■ Yapılacak Görevler:
**1.** CSIS analizine ilişkin metne göre aşağıdaki soruları yanıtlayınız:
(a) Analiz hangi kuruluşun sitesinde yayınlanmıştır?
(b) Analizi kaleme alan iki kişi kimlerdir?
(c) Analizde, Doğu Akdeniz'deki gerginliğin sonlandırılması için ne önerilmektedir?
**2.** CSIS analizine ilişkin metni, son cümlesinden sonra sürdürünüz.

Amerikan düşünce kuruluşlarından Stratejik ve Uluslararası Çalışmalar Merkezi’nin (CSIS) sitesinde önceki gün yayınlanan bir analiz ilgi çekiciydi.
“NATO, Doğu Akdeniz'de Stratejik Ayrışmayı Nasıl Önleyebilir?” başlıklı yorum, kuruluşun Avrupa Programı Direktörü Heather A. Conley ve Direktör Yardımcısı Rachel Ellehuus tarafından kaleme alınmıştı.
Analizde, Doğu Akdeniz’deki sondaj çalışmaları nedeniyle yaşanılan gerginliğin sonlandırılması için “Bölgesel ortaklar arasında, Kıbrıs barış sürecinin yeniden başlatılmasına yönelik güven artırıcı bir önlem olarak, enerji gelirlerinin eşit bir şekilde paylaşılması” öneriliyordu.
Makalenin sonunda, “Türkiye'nin ekonomik durumu kötüleştikçe, AB'nin Türkiye ile ikili ticaret ilişkisini genişletmesi veya ABD'nin [Türkiye’de] doğrudan yabancı yatırımını artırması gibi daha büyük ekonomik fırsatlar”ın çıkacağı ve bu fırsatların “bölgesel bir ilkeler çerçevesinin geliştirilmesi için Ankara'yı teşvik edebileceği” öngörüsünde bulunuluyordu.

■ Alıntılanan Satırlar:

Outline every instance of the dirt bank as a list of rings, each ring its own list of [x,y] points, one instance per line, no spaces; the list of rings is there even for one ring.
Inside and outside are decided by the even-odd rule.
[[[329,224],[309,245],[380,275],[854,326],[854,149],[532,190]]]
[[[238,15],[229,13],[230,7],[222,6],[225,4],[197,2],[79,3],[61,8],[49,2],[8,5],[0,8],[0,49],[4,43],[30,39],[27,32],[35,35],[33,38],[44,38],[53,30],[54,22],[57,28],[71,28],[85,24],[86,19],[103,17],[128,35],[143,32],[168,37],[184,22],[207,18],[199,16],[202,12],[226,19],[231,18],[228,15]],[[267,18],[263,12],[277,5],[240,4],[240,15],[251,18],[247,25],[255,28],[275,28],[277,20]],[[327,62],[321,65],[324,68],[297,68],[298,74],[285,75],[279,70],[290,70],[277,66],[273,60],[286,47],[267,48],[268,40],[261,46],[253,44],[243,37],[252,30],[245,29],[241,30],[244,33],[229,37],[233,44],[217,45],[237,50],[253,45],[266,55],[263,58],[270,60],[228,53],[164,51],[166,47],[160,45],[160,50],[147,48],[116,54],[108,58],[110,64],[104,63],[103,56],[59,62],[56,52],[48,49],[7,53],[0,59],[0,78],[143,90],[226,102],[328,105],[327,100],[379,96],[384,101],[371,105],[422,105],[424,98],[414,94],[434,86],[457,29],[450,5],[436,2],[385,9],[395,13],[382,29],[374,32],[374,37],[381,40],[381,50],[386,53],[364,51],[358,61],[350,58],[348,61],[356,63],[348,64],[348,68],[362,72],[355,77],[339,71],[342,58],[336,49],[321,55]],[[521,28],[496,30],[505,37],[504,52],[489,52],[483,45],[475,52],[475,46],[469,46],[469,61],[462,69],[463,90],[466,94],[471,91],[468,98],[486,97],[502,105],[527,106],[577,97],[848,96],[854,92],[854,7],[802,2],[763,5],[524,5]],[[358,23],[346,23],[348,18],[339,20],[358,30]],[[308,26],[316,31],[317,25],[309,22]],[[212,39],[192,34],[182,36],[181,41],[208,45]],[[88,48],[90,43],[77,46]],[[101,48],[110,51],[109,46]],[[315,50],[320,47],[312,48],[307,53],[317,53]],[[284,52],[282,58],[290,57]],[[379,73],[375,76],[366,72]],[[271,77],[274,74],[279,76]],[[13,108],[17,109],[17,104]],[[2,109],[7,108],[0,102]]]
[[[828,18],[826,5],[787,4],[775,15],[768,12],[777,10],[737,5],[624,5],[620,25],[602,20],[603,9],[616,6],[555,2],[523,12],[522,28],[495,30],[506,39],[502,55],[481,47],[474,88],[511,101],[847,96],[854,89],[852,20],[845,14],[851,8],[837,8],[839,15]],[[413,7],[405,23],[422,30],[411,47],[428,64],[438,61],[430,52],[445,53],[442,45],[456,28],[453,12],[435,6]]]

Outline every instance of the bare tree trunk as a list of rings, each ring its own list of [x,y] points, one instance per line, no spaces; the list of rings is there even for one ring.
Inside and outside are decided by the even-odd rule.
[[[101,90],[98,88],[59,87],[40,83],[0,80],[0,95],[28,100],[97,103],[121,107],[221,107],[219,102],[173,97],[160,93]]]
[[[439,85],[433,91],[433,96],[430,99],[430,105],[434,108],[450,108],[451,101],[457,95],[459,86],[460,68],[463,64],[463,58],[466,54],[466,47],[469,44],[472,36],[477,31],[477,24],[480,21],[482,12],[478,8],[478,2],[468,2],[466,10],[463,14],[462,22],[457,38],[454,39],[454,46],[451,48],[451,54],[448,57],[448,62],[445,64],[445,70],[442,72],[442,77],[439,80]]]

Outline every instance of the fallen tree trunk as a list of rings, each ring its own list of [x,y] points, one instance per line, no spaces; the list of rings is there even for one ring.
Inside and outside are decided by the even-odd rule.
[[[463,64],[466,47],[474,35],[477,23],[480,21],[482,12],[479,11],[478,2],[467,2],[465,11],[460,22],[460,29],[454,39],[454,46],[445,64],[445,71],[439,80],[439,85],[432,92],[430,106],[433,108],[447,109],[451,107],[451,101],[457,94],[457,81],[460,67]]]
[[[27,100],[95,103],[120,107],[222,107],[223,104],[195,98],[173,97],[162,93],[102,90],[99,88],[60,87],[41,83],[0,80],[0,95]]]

■ Görevlere Yanıtlar:
**1.**
(a) Stratejik ve Uluslararası Çalışmalar Merkezi (CSIS).
(b) Heather A. Conley ve Rachel Ellehuus.
(c) Kıbrıs barış sürecinin yeniden başlatılmasına yönelik güven artırıcı bir önlem olarak, enerji gelirlerinin bölgesel ortaklar arasında eşit bir şekilde paylaşılması.

**2.**
Yanlış okumadınız; meali, Türkiye’deki ekonomik krizi derinleştirin ki Kıbrıs’ta çözüme yanaşsın. Üretmeyen, önümüzdeki 12 ayda 165 milyar dolar dış borç ödemesi gereken ve Merkez Bankası döviz rezervleri sadece 1 senede 73,5 milyar dolardan 49,6 milyar dolara inmiş Türkiye’nin Amerikalılar üzerinde yarattığı etki bu kadarcıktı.
1 hafta önce, Mısır’dan bir düşünce kuruluşu Mısır Düşünce ve Stratejik Çalışmalar Merkezi’nin (ECSS) sitesinde yayınlanan bir başka yazıda da, Doğu Akdeniz’deki gerginliğin kökten çözümü için Kıbrıs Cumhuriyeti’nin NATO’ya alınması öneriliyordu.
Yani ya borçlu Türkiye’deki ekonomik kriz fırsata çevrilerek Ada’da “barış süreci” başlatılırdı ya da Türkiye’nin Rusya, Çin ve İran’la ilişkilerini ilerletmesine bağlı olarak, Kıbrıs Cumhuriyeti NATO’ya alınır ve bölgedeki karşıt güçler iyice saflarına toparlanırdı.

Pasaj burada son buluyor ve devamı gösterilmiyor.